* **SELECTION**

---

This should not be the case. With multimedia capabilities, ICTs need not be used to run solely text-based applications. Touch-screen navigation and the use of icons, visuals and audio can all potentially help illiterate users get online. A variety of strategies have been piloted in the region for making the Internet available to not only illiterate users but also other members of communities. The Kothmale Community Radio Internet Project (UNESCO, 2001) in Sri Lanka involves broadcasters researching questions phoned or mailed in by listeners, on a computer with an Internet connection. The answers are read on air and reach not only the people who asked the questions but others who are listening in. Another promising experiment is being carried out in Pondicherry, in the south of India, by the M.S. Swaminathan Research Foundation. Project staff download a map from a US Navy website every day. Information about wave heights and wind directions contained in the maps is then read aloud over loudspeakers to members of the fishing community served by the project (Dugger, 2000). This simple web-to-voice experiment is literally saving lives by steering people away from dangerous sea conditions.

The time may be opportune for practitioners and industries in the region to innovate their own voice and audio-based technologies to extend the benefits of ICTs to everyone in the region. The solution may be in the form of a simple, low-cost village PDA which enables users to navigate the Web using voice and audio facilities. It may evolve to be a super telephone offering not only affordable international calls to anywhere in the world but also to audio-based databases where users can retrieve content or record their own contributions to the collection.

---

* **GIVEN DATA**
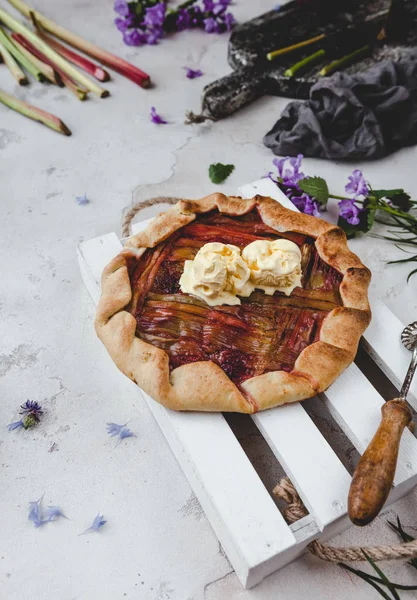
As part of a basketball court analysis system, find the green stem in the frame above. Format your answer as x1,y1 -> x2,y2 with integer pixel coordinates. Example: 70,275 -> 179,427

---

* **LIST OF TASKS**
• A. In the passage on getting illiterate users online, switch "village PDA" to "community handheld" and write out the part starting at "The time may" and ending at "to the collection.".
• B. Resume the passage on getting illiterate users online from the point where it stops.

* **SET OF ANSWERS**
• A.
The time may be opportune for practitioners and industries in the region to innovate their own voice and audio-based technologies to extend the benefits of ICTs to everyone in the region. The solution may be in the form of a simple, low-cost community handheld which enables users to navigate the Web using voice and audio facilities. It may evolve to be a super telephone offering not only affordable international calls to anywhere in the world but also to audio-based databases where users can retrieve content or record their own contributions to the collection.

• B.
Asia Pacific is headed in different directions to find the best match of the new ICTs to the particular requirements of the different economies. These differing orientations offer us fascinating cases to learn from. The numerous experiments will yield invaluable lessons to Asians and others studying us from outside the region. Although the methods may differ, the region is united in what it sees in the digital future. This vision was succinctly defined by representatives of 48 countries, 21 international organisations, 53 private sector entities and 116 NGOs who met in early 2003 in Tokyo, Japan, for a consultation on the World Summit on the Information Society (WSIS):

The concept of an Information Society is one in which highly-developed ICT networks, equitable and ubiquitous access to information, appropriate content in accessible formats and effective communication, can help people to achieve their potential, promote sustainable economic and social development, improve quality of life for all, alleviate poverty and hunger, and facilitate participatory decision-making processes (WSIS, 2003).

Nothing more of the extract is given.